**INFORMATION SHOWN:**
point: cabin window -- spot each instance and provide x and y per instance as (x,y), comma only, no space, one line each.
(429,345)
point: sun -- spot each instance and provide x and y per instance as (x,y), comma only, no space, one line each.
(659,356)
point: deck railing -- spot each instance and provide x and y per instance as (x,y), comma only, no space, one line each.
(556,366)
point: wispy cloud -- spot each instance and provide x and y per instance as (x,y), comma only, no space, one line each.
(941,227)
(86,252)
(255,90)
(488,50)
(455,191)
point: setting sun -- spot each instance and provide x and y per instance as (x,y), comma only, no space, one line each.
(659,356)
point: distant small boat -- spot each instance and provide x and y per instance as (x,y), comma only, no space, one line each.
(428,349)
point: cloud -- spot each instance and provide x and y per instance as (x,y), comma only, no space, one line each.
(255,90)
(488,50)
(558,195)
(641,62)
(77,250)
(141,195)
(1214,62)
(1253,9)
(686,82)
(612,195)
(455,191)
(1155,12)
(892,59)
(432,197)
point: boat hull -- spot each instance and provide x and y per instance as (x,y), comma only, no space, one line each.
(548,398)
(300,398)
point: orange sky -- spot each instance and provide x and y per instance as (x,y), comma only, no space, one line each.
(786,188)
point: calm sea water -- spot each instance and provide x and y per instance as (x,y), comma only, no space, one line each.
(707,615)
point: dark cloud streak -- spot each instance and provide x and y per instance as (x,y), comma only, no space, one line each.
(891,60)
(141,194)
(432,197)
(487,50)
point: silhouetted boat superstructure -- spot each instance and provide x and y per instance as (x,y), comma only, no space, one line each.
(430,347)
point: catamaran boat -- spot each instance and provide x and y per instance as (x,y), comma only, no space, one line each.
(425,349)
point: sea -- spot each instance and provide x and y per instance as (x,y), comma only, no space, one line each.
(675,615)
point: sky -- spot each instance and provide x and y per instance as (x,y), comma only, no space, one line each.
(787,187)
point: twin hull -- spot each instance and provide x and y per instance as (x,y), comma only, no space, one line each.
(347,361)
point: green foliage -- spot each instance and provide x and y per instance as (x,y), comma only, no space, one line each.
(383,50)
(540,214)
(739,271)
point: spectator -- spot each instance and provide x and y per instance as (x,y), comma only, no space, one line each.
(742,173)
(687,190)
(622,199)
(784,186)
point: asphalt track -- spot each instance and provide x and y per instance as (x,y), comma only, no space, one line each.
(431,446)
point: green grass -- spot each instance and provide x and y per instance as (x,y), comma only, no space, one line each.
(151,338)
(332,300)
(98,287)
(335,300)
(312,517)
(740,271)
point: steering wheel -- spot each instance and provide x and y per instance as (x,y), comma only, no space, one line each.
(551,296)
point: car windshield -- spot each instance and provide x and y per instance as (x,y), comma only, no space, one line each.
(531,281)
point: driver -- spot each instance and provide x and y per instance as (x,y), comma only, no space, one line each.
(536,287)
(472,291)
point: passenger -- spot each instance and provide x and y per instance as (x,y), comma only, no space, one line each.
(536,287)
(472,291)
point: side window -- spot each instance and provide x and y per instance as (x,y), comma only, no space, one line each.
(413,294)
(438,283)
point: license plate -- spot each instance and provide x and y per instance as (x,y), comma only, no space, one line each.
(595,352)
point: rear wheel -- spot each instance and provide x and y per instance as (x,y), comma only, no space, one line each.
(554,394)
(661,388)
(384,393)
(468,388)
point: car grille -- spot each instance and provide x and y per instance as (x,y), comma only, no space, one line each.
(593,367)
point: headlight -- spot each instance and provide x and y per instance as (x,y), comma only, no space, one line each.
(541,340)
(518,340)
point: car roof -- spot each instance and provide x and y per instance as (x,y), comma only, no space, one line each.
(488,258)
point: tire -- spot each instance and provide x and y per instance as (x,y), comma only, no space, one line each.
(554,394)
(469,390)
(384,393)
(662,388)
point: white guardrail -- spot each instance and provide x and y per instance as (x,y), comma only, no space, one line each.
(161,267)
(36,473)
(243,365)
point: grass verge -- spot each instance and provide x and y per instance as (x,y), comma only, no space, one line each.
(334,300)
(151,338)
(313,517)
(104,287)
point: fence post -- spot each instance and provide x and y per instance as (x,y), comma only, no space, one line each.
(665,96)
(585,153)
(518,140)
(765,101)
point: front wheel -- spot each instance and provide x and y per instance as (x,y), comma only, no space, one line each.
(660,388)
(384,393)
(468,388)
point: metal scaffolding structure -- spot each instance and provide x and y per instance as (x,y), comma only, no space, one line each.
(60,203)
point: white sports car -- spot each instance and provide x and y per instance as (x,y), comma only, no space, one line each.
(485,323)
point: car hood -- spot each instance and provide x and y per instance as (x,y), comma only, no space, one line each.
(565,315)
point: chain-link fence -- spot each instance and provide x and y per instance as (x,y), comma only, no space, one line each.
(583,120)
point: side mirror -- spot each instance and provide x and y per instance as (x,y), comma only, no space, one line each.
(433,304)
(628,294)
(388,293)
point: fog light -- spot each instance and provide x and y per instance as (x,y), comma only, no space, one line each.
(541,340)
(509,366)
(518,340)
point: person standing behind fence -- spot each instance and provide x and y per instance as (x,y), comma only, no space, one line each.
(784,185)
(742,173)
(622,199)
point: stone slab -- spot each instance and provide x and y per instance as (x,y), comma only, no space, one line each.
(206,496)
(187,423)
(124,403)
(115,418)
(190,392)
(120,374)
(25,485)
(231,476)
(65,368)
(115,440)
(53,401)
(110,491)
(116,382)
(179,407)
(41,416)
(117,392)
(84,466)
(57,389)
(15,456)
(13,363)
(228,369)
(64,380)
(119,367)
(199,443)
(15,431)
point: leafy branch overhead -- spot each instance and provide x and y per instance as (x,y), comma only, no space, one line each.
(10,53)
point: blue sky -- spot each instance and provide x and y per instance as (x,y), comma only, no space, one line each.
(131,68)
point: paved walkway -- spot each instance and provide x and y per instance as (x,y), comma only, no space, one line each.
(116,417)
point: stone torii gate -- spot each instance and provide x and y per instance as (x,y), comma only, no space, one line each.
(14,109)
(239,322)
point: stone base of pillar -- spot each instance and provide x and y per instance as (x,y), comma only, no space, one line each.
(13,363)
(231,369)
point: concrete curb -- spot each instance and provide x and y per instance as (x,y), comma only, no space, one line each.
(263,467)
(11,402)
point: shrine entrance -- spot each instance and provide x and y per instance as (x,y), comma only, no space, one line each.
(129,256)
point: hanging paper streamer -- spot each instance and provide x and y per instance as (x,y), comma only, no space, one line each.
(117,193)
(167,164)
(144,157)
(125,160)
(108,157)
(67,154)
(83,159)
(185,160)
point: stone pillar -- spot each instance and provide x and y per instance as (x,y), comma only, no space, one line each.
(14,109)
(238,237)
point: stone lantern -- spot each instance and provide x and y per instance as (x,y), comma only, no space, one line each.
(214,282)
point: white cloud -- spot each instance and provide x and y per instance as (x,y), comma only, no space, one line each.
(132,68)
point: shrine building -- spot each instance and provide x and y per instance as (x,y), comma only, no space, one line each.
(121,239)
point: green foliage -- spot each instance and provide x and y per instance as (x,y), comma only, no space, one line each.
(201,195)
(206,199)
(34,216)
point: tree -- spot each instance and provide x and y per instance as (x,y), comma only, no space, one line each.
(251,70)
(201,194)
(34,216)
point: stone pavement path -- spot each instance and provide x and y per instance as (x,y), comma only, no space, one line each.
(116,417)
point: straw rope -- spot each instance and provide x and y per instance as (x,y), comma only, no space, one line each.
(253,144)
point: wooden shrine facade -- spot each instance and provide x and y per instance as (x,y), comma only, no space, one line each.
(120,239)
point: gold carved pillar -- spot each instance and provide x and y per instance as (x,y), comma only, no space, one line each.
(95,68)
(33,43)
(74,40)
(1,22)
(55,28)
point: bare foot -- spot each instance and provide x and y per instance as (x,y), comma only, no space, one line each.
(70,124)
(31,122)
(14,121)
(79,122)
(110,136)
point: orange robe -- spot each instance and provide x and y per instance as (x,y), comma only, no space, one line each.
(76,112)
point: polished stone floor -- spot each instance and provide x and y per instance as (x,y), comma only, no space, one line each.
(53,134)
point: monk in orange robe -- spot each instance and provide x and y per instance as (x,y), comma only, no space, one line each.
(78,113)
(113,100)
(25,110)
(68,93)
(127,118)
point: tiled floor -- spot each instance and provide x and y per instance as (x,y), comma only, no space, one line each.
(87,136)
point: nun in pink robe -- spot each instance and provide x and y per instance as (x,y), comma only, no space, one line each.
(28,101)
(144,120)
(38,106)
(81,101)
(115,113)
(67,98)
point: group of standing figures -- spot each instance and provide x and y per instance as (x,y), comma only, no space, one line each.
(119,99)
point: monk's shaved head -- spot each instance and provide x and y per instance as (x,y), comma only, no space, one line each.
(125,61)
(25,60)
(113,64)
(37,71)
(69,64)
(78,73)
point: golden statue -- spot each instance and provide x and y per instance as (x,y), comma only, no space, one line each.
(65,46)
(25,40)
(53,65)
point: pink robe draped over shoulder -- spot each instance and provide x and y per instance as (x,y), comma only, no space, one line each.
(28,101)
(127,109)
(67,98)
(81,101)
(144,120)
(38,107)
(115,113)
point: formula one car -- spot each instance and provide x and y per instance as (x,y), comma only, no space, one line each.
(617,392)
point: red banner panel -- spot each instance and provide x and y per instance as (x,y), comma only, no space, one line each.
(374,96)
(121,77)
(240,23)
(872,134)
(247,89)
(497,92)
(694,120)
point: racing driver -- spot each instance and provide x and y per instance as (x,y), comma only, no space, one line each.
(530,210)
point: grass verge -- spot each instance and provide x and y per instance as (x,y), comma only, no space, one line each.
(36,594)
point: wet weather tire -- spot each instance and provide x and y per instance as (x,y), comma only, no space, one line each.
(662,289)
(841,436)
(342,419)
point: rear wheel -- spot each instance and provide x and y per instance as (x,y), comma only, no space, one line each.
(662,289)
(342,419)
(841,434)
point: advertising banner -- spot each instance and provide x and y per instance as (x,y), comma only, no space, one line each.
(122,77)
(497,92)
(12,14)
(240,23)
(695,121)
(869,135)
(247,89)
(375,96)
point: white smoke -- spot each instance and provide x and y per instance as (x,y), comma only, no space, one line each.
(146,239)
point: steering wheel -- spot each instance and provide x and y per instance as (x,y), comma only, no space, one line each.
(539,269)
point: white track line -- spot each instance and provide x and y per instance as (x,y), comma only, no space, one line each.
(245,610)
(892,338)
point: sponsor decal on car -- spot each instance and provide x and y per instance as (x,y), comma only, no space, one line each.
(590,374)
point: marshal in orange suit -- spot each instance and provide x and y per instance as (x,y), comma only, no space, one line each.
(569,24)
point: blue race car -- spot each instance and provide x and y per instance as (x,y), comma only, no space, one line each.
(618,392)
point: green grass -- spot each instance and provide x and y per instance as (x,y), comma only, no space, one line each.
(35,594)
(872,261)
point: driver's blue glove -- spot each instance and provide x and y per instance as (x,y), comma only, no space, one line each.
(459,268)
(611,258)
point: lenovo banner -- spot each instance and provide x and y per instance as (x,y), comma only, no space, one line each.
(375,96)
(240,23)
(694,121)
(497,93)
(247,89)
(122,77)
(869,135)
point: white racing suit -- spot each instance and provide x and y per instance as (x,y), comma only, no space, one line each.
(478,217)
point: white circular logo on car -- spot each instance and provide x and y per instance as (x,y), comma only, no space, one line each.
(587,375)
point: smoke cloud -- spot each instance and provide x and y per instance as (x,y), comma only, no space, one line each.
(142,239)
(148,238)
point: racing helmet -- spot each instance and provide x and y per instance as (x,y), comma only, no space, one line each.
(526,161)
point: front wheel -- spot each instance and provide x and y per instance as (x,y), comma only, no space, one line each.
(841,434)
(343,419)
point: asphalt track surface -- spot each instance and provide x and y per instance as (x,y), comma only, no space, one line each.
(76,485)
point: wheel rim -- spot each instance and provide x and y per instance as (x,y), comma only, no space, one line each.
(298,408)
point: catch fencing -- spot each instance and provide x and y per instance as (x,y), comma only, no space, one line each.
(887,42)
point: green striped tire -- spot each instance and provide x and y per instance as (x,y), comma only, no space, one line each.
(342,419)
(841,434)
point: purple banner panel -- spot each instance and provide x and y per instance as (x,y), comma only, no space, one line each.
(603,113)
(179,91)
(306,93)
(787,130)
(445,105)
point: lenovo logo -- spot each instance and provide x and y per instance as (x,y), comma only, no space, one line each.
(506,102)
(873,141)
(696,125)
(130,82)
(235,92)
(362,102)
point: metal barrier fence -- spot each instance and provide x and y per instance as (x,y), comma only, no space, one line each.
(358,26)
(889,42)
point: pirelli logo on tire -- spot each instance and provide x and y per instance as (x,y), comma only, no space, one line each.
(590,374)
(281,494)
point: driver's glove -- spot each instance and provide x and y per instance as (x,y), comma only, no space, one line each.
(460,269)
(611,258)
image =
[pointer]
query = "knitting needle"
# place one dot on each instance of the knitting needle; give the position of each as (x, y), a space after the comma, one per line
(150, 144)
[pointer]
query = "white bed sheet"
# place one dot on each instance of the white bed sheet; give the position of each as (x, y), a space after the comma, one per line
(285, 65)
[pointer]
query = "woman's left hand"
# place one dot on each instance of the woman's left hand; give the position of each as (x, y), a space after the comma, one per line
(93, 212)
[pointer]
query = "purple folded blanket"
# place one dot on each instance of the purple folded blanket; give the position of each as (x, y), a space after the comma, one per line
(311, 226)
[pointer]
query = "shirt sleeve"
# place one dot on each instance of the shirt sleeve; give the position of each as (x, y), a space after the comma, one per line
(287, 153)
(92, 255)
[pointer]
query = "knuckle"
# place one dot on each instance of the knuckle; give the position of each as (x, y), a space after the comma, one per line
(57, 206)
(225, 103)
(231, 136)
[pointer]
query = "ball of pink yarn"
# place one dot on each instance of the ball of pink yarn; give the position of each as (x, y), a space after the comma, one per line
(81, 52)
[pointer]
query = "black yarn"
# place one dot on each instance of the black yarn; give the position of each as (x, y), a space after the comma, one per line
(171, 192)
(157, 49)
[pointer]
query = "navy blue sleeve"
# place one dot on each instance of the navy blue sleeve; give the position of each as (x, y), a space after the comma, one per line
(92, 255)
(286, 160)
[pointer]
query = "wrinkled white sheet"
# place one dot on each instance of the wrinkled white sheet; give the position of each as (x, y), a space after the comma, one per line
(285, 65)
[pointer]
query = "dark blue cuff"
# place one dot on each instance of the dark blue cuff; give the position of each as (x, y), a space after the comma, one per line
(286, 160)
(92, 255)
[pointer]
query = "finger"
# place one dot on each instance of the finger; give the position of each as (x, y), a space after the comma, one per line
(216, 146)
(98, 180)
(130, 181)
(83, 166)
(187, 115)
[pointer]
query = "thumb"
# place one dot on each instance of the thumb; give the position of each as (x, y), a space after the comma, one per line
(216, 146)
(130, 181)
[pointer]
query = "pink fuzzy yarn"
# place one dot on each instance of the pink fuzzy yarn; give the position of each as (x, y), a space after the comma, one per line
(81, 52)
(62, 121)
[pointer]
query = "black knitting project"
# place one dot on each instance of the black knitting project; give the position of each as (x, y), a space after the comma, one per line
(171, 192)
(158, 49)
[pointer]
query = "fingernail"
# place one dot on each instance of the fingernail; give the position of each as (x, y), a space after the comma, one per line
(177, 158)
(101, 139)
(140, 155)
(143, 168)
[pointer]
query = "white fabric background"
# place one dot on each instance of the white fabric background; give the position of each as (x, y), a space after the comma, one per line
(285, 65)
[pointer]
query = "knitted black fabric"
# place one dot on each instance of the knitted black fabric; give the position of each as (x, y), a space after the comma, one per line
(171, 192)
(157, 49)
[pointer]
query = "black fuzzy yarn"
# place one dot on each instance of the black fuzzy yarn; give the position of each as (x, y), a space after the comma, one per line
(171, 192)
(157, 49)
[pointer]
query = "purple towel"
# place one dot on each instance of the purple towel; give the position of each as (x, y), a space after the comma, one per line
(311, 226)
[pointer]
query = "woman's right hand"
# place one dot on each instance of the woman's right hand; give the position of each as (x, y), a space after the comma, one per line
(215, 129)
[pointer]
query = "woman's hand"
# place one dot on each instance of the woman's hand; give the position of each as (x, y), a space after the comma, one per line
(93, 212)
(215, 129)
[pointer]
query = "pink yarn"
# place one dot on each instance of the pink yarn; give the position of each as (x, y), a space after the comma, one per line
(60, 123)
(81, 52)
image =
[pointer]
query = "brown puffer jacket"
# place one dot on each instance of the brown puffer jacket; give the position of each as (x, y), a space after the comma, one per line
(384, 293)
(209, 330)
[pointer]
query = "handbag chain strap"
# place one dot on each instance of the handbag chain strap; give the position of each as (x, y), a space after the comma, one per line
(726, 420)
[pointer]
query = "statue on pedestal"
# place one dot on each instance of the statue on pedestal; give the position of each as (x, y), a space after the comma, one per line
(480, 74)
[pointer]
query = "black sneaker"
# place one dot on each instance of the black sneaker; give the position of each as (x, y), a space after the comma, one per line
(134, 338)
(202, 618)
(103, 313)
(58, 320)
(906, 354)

**WHAT TO PRODUCE:** Tail of the listing, starting at the line with "# place one dot on each instance of the knitted" and ending at the last line: output it exactly and add nothing.

**COMPLETED TASK:**
# place one dot on each instance of the knitted black fabric; give the position of each as (x, y), a space after the comma, one per line
(171, 192)
(157, 49)
[pointer]
query = "black fuzzy yarn"
# place one dot on each instance of the black fuzzy yarn; give the position of each as (x, y), a space after the comma, one per line
(171, 192)
(157, 49)
[pointer]
query = "purple towel"
# place one dot on each instance of the purple towel; give the position of each as (x, y), a space after the comma, one per line
(311, 226)
[pointer]
query = "woman's right hand"
# place one dot on each instance of the woman's right hand; give the position of each as (x, y), a space after the comma, one per line
(215, 129)
[pointer]
query = "woman's hand"
# place one dot on each instance of the woman's hand; give the position of each as (x, y), a space after the comma, one per line
(93, 212)
(215, 129)
[pointer]
query = "pink yarn"
# place one dot on each instance of the pink yarn; give the position of each as (x, y), a space after the comma, one per line
(60, 123)
(81, 52)
image =
[pointer]
query = "brown puffer jacket"
# place one dot on each instance of the brown puffer jacket; give the position of each as (x, y), a space after the comma, one per line
(384, 293)
(209, 330)
[pointer]
query = "handbag chain strap"
# place one dot on each instance of the handbag chain strap; give the position of each as (x, y), a space after the comma, one per line
(726, 420)
[pointer]
query = "statue on pedestal"
# place one dot on each instance of the statue on pedestal; give the position of each as (x, y), a space after the comma, one per line
(480, 74)
[pointer]
query = "black sneaker"
# place one dot on each instance of the black sneaker; give the position of each as (x, y), a space after the comma, one per line
(134, 338)
(202, 618)
(103, 313)
(58, 320)
(906, 354)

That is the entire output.